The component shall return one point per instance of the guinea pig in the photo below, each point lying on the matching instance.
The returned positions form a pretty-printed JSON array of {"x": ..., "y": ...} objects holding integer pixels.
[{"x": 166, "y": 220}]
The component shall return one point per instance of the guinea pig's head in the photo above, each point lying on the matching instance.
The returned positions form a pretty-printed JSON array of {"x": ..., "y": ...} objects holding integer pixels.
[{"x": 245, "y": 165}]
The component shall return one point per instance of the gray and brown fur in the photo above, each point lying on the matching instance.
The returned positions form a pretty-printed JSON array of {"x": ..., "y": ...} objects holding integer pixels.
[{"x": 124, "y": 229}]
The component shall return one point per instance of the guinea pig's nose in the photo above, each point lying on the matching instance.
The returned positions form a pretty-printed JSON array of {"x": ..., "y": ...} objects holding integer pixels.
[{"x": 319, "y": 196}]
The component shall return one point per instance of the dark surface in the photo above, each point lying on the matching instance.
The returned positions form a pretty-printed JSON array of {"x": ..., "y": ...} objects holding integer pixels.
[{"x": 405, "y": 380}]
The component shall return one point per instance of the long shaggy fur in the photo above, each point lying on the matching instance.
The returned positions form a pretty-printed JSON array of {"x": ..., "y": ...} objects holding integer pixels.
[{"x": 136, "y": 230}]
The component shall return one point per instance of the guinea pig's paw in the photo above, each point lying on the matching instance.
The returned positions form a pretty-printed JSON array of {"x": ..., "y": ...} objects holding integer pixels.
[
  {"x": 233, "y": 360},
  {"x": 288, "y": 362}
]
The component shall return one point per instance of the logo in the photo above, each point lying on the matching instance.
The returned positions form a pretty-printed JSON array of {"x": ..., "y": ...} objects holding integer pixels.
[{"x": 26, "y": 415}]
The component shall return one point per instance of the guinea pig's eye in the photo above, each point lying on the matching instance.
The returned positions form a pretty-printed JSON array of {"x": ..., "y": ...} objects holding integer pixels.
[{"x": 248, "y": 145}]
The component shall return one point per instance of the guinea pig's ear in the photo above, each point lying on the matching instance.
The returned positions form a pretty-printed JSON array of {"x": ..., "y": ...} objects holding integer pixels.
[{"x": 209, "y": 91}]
...
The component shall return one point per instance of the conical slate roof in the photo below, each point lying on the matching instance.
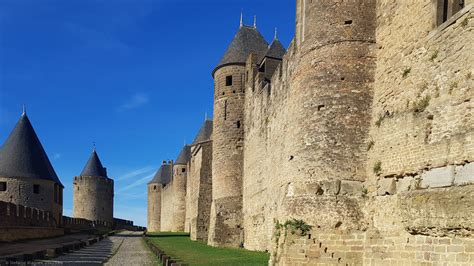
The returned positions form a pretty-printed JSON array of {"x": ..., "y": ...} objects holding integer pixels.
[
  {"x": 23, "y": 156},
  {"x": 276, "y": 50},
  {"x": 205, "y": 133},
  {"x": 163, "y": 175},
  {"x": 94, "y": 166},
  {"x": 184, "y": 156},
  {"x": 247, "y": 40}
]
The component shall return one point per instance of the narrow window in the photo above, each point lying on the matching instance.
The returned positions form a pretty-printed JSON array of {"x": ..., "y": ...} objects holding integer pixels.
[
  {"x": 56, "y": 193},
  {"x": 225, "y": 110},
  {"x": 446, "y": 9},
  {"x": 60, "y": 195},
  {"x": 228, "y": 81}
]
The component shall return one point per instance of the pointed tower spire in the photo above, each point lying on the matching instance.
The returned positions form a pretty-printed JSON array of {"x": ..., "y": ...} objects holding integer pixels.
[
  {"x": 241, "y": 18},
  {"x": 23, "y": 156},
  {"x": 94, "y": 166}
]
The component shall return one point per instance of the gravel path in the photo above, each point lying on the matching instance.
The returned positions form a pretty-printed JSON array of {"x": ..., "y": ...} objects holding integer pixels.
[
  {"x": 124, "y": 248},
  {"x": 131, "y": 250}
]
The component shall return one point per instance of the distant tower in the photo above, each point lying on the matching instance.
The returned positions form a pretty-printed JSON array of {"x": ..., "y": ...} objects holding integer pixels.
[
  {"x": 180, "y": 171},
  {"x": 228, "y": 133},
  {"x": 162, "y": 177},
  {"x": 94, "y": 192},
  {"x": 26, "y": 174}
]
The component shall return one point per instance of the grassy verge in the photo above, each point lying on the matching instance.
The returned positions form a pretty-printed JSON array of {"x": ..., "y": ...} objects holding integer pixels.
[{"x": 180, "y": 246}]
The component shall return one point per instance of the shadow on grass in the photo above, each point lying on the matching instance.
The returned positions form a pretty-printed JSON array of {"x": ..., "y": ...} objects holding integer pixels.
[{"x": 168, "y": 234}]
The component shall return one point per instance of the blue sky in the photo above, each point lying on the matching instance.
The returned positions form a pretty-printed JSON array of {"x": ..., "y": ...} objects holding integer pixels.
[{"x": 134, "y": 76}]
--
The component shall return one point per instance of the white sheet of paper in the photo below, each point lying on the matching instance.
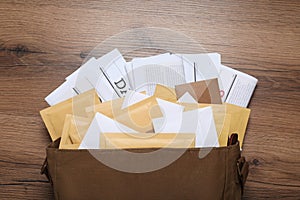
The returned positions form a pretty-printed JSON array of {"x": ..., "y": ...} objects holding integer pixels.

**Task to complete:**
Filter the items above down to the lines that contain the string "tower", treating uppercase and lowercase as different.

**Solution to the problem:**
The component shall return one point per instance of the pointed tower spire in the photo above, each point lying on the matching instance.
The component shall return one point per instance of the distant tower in the photo above, each point lying on the matching instance.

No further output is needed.